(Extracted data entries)
# # # # # # #
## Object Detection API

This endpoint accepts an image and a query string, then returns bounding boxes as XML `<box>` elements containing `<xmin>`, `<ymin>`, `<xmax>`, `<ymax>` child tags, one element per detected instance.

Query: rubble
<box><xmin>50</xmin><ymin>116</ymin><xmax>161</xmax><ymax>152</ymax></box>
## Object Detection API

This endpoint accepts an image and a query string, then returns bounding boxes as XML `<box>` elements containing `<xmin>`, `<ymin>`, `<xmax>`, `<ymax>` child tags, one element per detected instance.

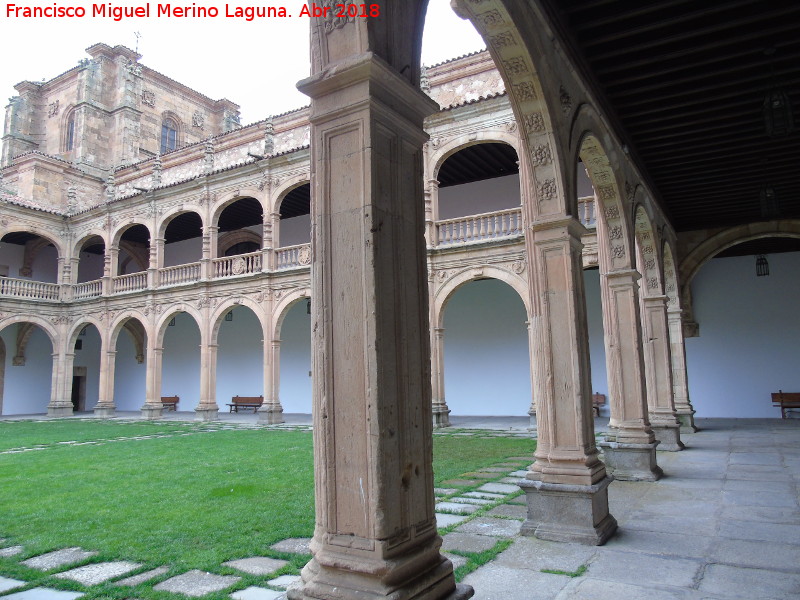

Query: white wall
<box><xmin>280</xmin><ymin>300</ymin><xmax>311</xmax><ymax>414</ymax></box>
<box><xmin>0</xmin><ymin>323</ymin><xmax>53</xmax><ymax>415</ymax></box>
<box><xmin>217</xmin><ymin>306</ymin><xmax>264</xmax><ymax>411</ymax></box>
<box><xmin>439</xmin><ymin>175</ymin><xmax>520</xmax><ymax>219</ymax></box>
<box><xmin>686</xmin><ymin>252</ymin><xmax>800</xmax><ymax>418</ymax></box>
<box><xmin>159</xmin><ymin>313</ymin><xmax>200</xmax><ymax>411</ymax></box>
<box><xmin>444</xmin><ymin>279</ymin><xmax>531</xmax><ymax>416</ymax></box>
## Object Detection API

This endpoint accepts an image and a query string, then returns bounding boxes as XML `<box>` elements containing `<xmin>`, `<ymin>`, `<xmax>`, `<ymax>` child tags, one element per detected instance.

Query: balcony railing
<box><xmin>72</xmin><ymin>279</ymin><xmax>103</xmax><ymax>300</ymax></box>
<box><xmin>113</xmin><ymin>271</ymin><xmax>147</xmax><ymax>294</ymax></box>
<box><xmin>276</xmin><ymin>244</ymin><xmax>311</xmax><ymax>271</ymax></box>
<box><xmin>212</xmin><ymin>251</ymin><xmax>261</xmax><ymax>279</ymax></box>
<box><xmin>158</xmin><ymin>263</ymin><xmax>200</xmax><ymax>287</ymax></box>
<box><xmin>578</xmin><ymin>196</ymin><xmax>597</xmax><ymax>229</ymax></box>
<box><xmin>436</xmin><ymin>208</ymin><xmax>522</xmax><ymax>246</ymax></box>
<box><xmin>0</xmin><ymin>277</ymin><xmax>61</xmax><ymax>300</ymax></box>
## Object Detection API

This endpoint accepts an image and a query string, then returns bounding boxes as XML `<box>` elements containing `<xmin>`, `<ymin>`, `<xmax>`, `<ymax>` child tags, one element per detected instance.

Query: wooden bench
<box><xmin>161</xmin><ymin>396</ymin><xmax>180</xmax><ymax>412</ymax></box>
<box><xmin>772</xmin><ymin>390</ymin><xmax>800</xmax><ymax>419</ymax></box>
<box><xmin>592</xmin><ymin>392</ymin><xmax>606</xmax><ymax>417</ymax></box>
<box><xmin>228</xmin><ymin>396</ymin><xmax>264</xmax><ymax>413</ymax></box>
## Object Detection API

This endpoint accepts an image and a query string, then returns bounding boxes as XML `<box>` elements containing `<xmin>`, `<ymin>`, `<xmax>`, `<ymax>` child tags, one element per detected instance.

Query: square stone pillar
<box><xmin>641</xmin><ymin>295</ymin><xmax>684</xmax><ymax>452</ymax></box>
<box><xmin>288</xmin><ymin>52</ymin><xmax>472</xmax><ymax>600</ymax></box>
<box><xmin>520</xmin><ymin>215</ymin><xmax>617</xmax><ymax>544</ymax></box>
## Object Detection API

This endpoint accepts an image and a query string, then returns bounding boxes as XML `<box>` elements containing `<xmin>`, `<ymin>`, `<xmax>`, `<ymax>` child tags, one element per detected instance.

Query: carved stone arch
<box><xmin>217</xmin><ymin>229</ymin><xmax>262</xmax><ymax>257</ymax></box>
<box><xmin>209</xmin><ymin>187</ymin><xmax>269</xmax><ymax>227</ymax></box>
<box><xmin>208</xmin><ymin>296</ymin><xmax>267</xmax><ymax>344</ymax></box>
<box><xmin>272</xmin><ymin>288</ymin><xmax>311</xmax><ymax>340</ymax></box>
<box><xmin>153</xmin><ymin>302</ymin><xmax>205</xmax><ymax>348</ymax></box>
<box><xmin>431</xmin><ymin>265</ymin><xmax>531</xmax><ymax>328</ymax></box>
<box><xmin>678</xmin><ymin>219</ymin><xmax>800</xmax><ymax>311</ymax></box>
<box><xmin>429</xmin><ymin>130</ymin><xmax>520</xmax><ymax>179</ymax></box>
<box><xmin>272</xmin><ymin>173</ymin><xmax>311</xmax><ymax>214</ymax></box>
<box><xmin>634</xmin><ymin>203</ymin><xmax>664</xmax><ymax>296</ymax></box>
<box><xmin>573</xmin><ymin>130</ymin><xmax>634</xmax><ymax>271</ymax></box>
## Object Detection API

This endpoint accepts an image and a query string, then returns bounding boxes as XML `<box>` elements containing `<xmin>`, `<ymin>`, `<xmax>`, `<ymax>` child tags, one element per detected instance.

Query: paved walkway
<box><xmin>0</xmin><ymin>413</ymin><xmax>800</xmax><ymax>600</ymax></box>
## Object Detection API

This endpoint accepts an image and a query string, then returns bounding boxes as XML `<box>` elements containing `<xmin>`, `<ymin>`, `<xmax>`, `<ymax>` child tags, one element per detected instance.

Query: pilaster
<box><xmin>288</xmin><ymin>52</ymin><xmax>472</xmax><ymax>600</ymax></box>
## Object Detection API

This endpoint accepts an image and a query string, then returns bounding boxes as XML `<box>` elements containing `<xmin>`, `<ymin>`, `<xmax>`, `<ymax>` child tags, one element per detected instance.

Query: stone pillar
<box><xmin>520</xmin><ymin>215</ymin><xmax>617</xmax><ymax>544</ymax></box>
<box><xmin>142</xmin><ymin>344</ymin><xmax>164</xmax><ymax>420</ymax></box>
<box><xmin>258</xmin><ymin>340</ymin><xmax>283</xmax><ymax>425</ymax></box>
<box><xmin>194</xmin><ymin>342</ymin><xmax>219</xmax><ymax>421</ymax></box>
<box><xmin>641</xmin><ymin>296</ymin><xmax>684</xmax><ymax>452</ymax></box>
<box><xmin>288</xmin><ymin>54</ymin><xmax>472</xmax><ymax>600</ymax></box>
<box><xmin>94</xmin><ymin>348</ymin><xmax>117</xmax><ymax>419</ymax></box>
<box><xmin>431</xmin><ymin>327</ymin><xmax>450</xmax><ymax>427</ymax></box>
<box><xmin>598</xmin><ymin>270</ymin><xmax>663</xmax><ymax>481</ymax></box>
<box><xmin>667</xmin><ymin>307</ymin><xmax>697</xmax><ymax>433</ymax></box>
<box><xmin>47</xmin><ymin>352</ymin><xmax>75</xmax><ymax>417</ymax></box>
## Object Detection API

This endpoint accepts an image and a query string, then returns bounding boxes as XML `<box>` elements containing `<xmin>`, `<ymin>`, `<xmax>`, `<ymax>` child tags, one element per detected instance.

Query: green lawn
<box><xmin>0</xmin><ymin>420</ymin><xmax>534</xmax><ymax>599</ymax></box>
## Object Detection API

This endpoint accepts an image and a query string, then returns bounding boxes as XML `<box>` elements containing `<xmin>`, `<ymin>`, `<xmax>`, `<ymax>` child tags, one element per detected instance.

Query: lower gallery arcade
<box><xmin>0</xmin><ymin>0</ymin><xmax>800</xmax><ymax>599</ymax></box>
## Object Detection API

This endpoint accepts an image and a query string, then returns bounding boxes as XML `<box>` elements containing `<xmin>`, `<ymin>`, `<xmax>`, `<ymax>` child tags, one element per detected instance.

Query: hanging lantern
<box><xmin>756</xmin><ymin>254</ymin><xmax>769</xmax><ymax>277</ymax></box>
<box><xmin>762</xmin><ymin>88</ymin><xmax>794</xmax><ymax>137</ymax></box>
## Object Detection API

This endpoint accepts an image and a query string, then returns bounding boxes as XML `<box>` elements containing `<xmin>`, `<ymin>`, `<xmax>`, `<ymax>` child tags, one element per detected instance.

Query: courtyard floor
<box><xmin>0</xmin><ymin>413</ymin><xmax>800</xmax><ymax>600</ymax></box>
# # # # # # #
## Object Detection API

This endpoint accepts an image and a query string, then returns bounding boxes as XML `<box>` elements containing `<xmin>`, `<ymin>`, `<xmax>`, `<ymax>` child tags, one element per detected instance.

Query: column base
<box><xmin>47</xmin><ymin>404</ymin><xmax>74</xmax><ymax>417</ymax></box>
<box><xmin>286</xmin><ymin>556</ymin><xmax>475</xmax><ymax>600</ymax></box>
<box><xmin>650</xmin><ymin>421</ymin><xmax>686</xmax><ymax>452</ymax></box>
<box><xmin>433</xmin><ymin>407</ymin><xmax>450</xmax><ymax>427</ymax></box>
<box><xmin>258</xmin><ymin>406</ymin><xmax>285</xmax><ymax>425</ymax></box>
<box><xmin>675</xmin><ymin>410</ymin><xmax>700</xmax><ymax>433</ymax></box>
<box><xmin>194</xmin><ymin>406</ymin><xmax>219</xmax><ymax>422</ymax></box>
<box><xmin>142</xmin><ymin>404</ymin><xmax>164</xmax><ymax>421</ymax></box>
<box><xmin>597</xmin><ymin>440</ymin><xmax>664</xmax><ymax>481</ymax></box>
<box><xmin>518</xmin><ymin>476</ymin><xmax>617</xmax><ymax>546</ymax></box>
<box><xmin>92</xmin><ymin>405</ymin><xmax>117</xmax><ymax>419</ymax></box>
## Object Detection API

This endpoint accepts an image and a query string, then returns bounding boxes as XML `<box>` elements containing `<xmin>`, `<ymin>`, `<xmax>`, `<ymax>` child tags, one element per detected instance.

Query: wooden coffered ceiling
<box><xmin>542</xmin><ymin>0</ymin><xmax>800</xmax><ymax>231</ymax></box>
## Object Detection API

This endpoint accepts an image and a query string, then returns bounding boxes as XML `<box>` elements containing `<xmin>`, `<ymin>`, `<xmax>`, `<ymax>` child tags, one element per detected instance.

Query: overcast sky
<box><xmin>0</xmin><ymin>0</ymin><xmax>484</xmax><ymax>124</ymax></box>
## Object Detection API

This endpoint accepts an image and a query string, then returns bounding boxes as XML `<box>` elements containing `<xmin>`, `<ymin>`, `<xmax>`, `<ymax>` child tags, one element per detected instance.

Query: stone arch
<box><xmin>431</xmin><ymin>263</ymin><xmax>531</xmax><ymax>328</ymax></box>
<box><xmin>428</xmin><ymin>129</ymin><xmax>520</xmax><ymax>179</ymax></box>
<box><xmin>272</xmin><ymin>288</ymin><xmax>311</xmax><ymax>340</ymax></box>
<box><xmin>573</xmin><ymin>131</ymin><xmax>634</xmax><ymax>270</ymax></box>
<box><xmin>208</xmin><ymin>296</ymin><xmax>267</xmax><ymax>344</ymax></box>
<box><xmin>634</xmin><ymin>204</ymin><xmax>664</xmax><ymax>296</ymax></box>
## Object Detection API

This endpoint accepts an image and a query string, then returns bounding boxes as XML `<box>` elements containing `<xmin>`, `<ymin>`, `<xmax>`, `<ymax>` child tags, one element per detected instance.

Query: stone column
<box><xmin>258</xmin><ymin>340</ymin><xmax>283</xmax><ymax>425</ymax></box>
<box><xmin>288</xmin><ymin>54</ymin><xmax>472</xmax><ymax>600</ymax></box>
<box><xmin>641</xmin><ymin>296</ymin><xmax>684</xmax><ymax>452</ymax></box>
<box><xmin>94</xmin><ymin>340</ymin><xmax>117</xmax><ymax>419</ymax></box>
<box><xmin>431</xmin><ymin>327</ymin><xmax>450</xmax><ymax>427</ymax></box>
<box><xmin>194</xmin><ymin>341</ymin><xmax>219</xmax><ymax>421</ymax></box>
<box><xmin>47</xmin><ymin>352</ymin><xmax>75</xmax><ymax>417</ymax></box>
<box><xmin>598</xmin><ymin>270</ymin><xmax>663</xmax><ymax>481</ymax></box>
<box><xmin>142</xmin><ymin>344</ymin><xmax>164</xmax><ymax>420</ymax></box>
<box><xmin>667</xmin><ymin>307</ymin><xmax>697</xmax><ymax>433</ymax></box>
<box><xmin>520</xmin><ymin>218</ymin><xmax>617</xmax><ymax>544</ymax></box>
# # # # # # #
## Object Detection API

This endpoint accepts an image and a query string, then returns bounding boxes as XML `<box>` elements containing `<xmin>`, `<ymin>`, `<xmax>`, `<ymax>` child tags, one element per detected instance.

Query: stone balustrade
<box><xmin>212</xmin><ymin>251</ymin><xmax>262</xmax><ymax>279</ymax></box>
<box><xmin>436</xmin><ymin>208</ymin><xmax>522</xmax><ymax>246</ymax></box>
# # # # # # #
[Your goal] Show each line of the entries above that contains the string "stone", matching its case exactly.

[Result for this exercise]
Query: square stone pillar
Query: carved stone arch
Query: stone pillar
Query: stone arch
Query: stone column
Query: stone balustrade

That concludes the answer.